Township in Pennsylvania, United States

Brush Creek Township is a township in Fulton County, Pennsylvania, United States. The population was 736 at the 2020 census.

==Geography==
According to the United States Census Bureau, the township has a total area of 54.3 sqmi, all land.

==Demographics==

As of the census of 2000, there were 730 people, 283 households, and 213 families residing in the township. The population density was 13.4 people per square mile (5.2/km^{2}). There were 394 housing units at an average density of 7.3/sq mi (2.8/km^{2}). The racial makeup of the township was 98.22% White, 0.14% Native American, and 1.64% from two or more races. Hispanic or Latino of any race were 0.96% of the population.

There were 283 households, out of which 33.2% had children under the age of 18 living with them, 58.7% were married couples living together, 9.9% had a female householder with no husband present, and 24.4% were non-families. 22.6% of all households were made up of individuals, and 9.2% had someone living alone who was 65 years of age or older. The average household size was 2.54 and the average family size was 2.94.

[Records from a collection]
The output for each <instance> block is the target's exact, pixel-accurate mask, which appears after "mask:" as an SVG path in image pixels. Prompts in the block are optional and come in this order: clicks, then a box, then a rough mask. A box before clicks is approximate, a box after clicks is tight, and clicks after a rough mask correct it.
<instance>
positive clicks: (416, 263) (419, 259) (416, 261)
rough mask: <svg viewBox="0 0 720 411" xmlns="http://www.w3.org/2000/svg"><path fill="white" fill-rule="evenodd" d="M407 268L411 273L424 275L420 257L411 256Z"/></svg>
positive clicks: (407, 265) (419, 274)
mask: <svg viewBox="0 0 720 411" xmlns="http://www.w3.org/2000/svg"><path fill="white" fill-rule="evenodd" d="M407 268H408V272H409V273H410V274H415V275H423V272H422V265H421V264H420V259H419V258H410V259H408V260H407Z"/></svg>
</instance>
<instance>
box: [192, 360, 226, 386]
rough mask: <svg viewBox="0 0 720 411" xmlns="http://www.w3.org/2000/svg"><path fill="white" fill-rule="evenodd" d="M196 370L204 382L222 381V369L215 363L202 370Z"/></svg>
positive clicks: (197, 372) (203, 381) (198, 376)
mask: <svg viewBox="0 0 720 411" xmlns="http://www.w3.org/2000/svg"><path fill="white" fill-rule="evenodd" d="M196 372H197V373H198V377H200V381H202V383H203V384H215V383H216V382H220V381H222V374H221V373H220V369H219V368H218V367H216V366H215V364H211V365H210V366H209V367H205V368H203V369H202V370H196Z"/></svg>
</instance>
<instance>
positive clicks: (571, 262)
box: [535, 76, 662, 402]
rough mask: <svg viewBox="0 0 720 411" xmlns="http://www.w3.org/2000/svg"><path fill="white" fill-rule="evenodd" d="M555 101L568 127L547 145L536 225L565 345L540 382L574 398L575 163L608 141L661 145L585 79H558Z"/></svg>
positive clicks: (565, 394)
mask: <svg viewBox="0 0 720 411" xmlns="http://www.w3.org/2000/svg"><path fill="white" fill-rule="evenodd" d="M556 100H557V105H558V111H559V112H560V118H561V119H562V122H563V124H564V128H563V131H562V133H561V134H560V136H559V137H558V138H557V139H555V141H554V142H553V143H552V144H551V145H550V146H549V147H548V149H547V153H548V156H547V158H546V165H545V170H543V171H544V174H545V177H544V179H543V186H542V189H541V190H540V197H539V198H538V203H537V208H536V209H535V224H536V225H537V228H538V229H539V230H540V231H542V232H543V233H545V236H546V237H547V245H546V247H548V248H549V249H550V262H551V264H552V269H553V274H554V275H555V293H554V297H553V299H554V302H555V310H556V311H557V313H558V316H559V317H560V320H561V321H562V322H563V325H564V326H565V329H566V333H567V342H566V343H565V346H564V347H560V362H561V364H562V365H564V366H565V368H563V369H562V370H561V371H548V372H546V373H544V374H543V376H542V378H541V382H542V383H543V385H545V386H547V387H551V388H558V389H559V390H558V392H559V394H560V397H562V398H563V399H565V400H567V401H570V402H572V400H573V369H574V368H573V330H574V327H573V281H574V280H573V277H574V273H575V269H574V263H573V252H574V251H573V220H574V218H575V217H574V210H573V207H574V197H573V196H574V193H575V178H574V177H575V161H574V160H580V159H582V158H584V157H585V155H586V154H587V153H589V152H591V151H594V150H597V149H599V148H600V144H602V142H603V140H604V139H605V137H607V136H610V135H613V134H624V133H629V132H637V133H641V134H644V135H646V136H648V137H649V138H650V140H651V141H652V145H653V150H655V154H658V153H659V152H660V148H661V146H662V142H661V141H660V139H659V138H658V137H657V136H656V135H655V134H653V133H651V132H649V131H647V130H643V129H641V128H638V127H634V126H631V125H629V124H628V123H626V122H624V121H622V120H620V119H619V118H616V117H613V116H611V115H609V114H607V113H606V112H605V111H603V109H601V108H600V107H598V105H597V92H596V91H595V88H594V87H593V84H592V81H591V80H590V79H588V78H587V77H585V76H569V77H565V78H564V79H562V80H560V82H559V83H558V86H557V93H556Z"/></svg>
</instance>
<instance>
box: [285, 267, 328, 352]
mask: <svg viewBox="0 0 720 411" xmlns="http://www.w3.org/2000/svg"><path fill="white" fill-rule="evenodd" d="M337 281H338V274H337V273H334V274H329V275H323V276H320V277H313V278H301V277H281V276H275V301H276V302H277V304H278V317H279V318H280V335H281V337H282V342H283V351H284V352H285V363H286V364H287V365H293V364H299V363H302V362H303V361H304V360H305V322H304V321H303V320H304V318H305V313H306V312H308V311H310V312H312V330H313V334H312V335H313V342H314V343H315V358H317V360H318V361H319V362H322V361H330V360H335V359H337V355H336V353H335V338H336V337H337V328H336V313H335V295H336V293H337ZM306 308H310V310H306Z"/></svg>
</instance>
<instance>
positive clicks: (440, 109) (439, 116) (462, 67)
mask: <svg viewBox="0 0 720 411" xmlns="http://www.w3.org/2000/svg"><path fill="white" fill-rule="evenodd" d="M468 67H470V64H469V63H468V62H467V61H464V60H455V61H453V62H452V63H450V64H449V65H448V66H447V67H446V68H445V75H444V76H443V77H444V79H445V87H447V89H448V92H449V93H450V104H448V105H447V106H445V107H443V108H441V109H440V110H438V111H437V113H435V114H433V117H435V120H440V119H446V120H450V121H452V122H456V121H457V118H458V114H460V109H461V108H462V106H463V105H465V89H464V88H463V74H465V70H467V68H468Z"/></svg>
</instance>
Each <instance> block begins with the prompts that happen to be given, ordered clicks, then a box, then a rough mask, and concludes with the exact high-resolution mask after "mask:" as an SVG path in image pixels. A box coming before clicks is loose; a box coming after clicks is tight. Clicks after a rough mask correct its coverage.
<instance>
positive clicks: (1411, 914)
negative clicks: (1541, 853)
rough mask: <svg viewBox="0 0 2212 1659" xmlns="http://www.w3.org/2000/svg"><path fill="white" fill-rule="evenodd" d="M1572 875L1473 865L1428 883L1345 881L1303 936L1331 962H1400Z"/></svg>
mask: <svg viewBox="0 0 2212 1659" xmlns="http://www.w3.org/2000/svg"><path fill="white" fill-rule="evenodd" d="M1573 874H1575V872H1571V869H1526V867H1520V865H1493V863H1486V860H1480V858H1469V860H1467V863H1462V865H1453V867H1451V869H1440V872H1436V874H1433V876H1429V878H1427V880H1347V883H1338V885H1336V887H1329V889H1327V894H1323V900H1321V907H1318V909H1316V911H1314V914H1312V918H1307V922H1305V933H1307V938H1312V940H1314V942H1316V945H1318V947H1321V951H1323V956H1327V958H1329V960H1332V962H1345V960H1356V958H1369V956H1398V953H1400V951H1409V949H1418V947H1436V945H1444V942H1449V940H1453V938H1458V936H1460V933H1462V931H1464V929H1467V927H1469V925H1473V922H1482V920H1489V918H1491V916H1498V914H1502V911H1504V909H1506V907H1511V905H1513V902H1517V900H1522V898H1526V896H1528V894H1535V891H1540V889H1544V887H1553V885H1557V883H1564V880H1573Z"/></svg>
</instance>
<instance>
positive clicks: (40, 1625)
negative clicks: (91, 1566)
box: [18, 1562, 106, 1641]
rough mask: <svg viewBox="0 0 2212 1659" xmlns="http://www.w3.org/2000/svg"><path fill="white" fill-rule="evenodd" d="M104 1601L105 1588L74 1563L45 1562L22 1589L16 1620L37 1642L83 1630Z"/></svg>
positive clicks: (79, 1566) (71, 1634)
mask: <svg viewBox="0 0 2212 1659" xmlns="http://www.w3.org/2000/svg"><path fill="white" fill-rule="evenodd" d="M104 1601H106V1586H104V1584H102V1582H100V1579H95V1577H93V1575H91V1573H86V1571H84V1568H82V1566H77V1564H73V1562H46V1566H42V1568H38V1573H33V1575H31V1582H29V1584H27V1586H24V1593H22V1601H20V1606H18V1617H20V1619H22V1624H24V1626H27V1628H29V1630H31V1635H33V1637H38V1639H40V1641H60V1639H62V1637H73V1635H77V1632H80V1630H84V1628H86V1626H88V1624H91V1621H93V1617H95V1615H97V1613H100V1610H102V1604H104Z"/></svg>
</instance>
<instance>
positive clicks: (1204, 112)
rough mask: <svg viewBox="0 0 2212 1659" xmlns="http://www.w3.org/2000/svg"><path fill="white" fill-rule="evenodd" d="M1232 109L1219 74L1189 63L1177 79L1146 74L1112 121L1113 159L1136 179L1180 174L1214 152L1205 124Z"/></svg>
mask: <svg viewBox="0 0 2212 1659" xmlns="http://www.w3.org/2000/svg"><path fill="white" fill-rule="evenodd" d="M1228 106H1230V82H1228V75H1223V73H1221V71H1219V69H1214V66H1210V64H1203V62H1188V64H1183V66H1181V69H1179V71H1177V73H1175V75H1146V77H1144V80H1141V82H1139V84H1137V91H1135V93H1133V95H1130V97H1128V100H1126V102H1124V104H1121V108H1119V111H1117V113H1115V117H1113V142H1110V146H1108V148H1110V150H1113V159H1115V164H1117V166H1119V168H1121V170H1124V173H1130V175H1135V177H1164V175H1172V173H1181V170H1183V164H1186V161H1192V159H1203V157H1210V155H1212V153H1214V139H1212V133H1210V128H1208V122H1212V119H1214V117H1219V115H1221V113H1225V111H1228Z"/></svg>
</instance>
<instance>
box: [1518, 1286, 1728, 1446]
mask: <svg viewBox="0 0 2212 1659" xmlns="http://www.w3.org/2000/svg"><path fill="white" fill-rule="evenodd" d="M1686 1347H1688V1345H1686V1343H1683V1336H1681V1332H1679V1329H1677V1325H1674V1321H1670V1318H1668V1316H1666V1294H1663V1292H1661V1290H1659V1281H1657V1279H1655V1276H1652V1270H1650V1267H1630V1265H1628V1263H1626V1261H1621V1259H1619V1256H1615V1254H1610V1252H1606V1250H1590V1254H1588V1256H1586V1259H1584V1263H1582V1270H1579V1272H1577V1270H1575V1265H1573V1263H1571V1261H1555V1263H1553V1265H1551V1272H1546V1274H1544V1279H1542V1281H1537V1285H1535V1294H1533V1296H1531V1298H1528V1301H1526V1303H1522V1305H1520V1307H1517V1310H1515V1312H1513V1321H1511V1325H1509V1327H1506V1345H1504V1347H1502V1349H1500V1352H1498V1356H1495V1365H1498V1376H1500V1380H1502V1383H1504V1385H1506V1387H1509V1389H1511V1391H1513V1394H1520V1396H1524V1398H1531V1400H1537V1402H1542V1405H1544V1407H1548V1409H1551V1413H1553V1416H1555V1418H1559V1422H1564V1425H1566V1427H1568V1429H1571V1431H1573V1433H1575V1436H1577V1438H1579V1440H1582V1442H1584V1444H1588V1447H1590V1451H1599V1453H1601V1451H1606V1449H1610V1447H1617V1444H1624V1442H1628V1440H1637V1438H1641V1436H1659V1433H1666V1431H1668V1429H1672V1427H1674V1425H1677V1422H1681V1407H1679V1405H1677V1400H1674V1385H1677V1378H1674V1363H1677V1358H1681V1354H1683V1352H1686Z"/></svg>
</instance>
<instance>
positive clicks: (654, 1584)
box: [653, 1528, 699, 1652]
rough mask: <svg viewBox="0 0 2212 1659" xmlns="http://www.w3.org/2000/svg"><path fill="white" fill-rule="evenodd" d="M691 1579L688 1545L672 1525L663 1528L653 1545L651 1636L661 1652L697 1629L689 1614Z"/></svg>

_Your goal_
In the text about Brush Creek Township, explain what the figure of 54.3 square miles for the township's area rests on and why that figure is the same as its land area. Work only from the text about Brush Creek Township.

_Reply to the task_
The figure comes from the United States Census Bureau. It is the township's total area, and it equals the land area because all of that area is land.